FAMILY / SOCIETAL STRUCTURE & PREJUDICES
* Silko writes that her own family is a blend of Pueblo, Mexican and Caucasian and her own struggles of "not looking right" to any of these groups. She speaks lovingly of her "dark and handsome" great-grandmother who "exuded confidence and strength", but admits that the woman might not have been considered traditionally beautiful by either Caucasians or Pueblo people, which opens up an essay discussion for how beauty, the thing itself, is interpreted by different cultures. Silko notes that facial differences are highly prized among the Pueblo people.
*Discussion of how the idea of gender norms or "mens' work vs. womens' work" doesn't really have a place in Pueblo culture, only a matter of if you are able-bodied enough to get the job done.. so you find women doing construction and men doing basket weaving and child care. People just go where they are needed.

Exercise description: Decide whether each of the following statements agrees with the notes on family and societal structure, answering yes or no and quoting the words from the notes that settle it. (a) Silko's family is a blend of Pueblo, Mexican and Caucasian. (b) Both Caucasians and Pueblo people would have considered Silko's great-grandmother traditionally beautiful. (c) In Pueblo culture, who does a job depends on being able-bodied enough to do it.

Records:

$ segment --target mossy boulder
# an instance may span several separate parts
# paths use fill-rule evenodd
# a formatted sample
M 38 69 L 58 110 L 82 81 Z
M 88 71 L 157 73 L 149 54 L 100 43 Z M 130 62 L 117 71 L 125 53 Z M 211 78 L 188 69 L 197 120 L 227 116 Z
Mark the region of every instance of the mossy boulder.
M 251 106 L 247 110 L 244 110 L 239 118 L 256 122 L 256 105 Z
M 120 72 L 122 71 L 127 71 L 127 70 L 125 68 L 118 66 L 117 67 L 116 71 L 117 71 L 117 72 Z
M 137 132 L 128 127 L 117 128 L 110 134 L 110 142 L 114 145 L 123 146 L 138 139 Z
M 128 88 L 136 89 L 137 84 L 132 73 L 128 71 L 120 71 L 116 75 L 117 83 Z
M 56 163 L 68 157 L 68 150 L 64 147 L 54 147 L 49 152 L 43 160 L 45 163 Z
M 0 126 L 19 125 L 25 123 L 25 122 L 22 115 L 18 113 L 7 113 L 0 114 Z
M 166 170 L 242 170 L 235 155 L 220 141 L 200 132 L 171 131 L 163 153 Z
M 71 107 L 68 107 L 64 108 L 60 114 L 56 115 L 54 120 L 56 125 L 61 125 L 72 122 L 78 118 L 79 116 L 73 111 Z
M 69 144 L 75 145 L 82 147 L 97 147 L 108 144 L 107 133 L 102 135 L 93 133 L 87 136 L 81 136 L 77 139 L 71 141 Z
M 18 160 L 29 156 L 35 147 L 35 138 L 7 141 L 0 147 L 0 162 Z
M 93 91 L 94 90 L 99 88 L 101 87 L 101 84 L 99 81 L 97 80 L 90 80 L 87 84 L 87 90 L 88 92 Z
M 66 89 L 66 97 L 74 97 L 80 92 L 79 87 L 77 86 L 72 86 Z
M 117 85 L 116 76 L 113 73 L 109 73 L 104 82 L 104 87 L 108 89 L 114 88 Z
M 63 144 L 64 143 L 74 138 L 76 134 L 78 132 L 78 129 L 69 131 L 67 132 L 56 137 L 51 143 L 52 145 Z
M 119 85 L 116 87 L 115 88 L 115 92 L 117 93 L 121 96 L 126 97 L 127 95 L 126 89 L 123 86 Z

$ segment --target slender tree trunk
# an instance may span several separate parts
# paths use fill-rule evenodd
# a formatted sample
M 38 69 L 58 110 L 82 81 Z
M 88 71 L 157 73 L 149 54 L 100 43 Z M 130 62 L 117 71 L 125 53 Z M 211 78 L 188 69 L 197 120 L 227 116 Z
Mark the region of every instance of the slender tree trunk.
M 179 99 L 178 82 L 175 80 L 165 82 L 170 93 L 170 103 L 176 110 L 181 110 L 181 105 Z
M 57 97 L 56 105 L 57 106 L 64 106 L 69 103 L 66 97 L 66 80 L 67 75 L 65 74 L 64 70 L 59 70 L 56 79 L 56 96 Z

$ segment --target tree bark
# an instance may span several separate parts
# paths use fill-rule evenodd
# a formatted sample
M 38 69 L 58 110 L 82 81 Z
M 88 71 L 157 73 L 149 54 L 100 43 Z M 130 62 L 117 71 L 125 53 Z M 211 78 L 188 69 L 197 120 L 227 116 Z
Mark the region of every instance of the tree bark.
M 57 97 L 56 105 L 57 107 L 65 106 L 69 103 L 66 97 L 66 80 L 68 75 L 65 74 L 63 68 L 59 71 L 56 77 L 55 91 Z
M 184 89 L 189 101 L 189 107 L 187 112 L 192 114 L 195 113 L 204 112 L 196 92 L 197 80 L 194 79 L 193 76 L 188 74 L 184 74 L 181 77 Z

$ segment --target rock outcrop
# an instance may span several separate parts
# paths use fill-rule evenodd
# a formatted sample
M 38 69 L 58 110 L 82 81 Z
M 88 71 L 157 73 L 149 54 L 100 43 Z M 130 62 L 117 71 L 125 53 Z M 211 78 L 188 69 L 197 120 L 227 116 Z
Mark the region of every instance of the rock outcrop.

Expected answer:
(a) Yes: "her own family is a blend of Pueblo, Mexican and Caucasian"
(b) No: "the woman might not have been considered traditionally beautiful by either Caucasians or Pueblo people"
(c) Yes: "only a matter of if you are able-bodied enough to get the job done"